▶ Aim of the task
Your task is to reproduce the material exactly.

▶ Data excerpts
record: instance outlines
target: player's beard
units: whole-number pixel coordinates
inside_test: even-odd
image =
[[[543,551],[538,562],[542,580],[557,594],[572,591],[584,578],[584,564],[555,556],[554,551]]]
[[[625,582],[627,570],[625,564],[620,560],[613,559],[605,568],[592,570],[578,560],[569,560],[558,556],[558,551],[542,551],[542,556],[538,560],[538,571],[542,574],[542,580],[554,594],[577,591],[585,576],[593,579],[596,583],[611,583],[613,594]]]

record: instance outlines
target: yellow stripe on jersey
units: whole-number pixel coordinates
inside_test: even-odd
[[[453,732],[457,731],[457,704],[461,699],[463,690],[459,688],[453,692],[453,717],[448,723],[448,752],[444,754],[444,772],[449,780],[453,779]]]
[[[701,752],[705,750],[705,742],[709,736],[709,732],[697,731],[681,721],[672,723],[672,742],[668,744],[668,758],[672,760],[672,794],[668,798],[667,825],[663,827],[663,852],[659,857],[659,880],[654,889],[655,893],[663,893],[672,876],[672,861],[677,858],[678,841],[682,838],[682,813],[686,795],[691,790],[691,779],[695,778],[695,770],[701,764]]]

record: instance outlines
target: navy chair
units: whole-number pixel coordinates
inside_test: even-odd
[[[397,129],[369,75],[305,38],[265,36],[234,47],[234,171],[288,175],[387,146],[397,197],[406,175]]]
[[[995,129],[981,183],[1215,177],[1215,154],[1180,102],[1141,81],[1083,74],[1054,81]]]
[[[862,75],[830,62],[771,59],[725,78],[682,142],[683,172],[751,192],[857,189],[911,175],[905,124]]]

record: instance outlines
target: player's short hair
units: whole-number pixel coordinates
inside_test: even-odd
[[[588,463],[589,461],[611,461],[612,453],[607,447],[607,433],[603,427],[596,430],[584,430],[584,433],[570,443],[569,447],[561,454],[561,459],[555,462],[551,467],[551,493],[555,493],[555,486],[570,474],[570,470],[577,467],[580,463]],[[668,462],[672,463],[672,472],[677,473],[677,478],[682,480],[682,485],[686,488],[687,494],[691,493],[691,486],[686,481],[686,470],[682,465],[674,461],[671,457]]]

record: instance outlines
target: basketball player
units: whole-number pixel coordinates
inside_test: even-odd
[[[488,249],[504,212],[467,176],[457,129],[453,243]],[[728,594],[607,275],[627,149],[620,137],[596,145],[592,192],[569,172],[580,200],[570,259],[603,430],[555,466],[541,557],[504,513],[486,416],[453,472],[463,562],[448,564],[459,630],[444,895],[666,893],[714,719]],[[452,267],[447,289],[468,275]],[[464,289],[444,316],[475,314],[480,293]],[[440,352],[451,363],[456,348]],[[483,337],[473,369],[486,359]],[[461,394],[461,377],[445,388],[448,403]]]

▶ Solution to the problem
record: instance outlines
target: player's beard
units: whole-number pixel coordinates
inside_test: even-odd
image =
[[[543,551],[538,562],[542,580],[557,594],[572,591],[584,578],[584,564],[555,556],[554,551]]]
[[[625,582],[627,570],[625,564],[620,560],[613,559],[605,568],[592,570],[578,560],[569,560],[558,556],[558,551],[542,551],[542,556],[538,560],[538,571],[542,574],[542,580],[554,594],[577,591],[585,576],[593,579],[596,583],[611,583],[613,594]]]

record: instance outlines
target: yellow stripe on jersey
units: whole-number pixel coordinates
inside_test: even-odd
[[[453,732],[457,731],[457,704],[461,699],[463,690],[459,688],[453,692],[453,717],[448,723],[448,752],[444,754],[444,772],[449,780],[453,779]]]
[[[701,752],[705,750],[705,742],[709,736],[709,732],[697,731],[681,721],[672,723],[672,742],[668,744],[668,758],[672,760],[672,794],[668,798],[667,825],[663,827],[663,852],[659,857],[659,880],[654,889],[655,893],[663,893],[672,876],[672,861],[677,858],[678,841],[682,838],[682,813],[686,795],[691,790],[691,779],[695,778],[695,770],[701,764]]]

record: instance outlines
target: navy chair
units: whole-number pixel coordinates
inside_test: even-odd
[[[397,129],[369,75],[305,38],[265,36],[234,47],[234,171],[288,175],[387,146],[397,197],[406,175]]]
[[[995,129],[981,183],[1215,177],[1215,154],[1180,102],[1141,81],[1083,74],[1054,81]]]
[[[862,75],[830,62],[771,59],[725,78],[682,142],[683,172],[751,192],[857,189],[911,175],[905,124]]]

record: instance outlines
target: player's short hair
units: whole-number pixel coordinates
inside_test: even-odd
[[[588,463],[589,461],[611,461],[612,453],[607,447],[607,433],[603,427],[596,430],[584,430],[584,433],[570,443],[569,447],[561,454],[561,459],[555,462],[551,467],[551,493],[555,493],[555,486],[570,474],[570,470],[577,467],[580,463]],[[668,462],[672,463],[672,472],[677,473],[677,478],[682,480],[682,485],[686,488],[687,494],[691,493],[691,486],[686,481],[686,470],[682,465],[674,461],[671,457]]]

record: instance outlines
target: basketball player
units: whole-number pixel coordinates
inside_test: even-odd
[[[488,249],[504,212],[467,176],[457,129],[453,243]],[[728,594],[607,275],[627,149],[620,137],[596,145],[592,192],[569,172],[580,200],[570,259],[603,430],[555,466],[541,557],[504,513],[486,416],[453,472],[463,562],[448,564],[459,630],[444,895],[666,893],[714,719]],[[452,267],[447,289],[468,275]],[[464,289],[444,316],[475,314],[480,293]],[[440,352],[451,363],[456,348]],[[483,337],[473,369],[486,359]],[[461,394],[461,377],[445,388],[448,403]]]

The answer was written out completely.